• [Exercise aim]:
Rewrite the listing from its start up to and including the line with "[294,230,306,244]" as a two-column CSV with the headers text and answer, one row for each text paired with its answer. Quote every field, replace line breaks with spaces, and omit the pictures.

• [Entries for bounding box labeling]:
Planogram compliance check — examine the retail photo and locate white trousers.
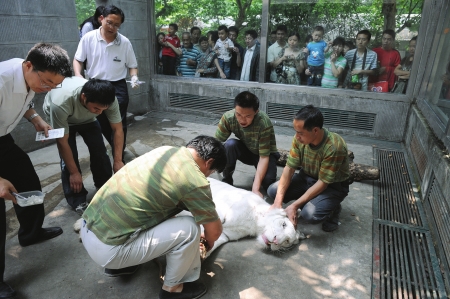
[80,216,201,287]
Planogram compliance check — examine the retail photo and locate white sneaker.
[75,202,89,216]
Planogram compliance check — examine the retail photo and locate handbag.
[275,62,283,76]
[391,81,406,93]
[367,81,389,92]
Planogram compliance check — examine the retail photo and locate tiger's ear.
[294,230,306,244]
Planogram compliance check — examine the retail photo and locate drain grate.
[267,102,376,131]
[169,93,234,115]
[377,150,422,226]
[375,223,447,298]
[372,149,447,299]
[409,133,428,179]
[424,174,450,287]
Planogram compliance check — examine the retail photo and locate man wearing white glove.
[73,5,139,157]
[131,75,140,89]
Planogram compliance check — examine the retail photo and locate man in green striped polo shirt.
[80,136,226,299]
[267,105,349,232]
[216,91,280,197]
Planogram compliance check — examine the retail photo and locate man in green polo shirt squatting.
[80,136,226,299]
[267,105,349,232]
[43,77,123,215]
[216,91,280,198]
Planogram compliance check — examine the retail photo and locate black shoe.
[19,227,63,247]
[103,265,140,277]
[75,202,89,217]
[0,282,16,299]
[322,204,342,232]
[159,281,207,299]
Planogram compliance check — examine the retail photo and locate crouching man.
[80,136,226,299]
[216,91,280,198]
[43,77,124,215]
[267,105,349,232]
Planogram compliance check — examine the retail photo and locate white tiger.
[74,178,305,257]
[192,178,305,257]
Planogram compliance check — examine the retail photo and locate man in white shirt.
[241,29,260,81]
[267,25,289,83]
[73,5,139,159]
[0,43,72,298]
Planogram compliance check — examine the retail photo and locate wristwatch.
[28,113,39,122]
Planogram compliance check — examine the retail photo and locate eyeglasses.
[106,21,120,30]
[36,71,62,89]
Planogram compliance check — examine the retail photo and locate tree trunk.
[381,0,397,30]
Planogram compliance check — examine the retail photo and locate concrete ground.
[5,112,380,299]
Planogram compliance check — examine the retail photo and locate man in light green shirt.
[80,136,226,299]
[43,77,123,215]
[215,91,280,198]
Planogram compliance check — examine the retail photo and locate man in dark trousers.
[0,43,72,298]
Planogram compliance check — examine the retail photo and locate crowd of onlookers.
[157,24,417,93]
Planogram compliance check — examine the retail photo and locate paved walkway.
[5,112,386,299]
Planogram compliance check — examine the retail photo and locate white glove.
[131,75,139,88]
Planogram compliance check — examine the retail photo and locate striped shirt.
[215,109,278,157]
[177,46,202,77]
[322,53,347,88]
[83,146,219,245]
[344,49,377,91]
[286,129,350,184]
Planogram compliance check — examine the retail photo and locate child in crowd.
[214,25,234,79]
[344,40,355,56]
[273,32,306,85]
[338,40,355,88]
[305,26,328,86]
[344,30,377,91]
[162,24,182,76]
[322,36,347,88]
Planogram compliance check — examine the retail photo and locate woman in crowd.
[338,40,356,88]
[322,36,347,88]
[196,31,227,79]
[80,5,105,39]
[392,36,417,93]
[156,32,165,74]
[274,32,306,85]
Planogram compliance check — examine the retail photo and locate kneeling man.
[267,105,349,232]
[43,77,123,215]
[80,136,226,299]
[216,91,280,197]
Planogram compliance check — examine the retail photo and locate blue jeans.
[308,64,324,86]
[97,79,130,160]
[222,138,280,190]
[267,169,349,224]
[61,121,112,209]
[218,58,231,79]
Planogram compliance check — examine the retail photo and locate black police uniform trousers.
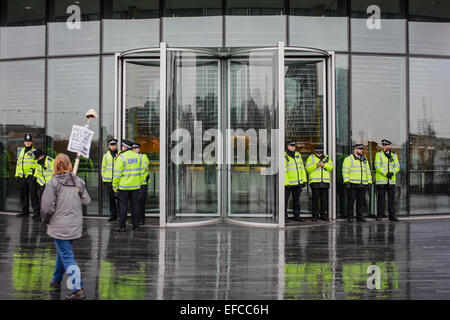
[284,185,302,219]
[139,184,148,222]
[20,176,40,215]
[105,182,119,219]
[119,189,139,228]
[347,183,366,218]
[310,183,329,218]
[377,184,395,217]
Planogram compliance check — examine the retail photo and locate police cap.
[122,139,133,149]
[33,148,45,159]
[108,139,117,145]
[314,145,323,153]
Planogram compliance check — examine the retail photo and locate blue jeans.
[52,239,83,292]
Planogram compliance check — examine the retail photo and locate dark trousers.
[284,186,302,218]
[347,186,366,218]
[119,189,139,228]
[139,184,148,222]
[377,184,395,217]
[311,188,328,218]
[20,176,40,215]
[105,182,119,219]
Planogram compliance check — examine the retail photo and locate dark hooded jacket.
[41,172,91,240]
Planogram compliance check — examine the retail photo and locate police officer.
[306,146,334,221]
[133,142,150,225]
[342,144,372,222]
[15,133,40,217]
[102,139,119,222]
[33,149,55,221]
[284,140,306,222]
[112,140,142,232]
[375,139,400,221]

• [Solution for this task]:
text,answer
"Planogram compliance check — examine the retail photo and locate white trousers.","[80,216,201,287]"
"Planogram compliance check — examine the retail photo and locate white sneaker.","[75,202,89,216]"
"Planogram compliance check — examine the retail photo and locate handbag.","[275,62,283,76] [391,81,406,93] [367,81,389,92]"
"Planogram compliance check — examine the retail photo and locate tiger's ear.","[294,230,306,244]"